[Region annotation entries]
◆ ◆ ◆ ◆ ◆

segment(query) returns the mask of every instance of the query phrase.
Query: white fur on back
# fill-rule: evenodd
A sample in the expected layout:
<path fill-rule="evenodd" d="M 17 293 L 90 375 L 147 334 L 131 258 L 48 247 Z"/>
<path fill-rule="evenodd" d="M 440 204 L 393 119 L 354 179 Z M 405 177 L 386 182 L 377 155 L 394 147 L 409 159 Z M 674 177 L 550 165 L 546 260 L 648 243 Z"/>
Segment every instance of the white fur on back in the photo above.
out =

◆ ◆ ◆ ◆ ◆

[YOUR TASK]
Reproduce all of the material above line for line, without changing a single character.

[WRITTEN RESPONSE]
segment(query) returns the mask of every instance of the query phrase.
Query: white fur on back
# fill-rule: evenodd
A sample in the expected layout:
<path fill-rule="evenodd" d="M 17 293 L 90 375 L 147 334 L 131 258 L 48 247 Z"/>
<path fill-rule="evenodd" d="M 440 204 L 393 119 L 354 179 Z M 405 177 L 386 182 L 377 155 L 394 147 L 409 159 Z M 674 177 L 550 165 L 546 260 L 648 243 Z"/>
Segment every instance of the white fur on back in the photo above.
out =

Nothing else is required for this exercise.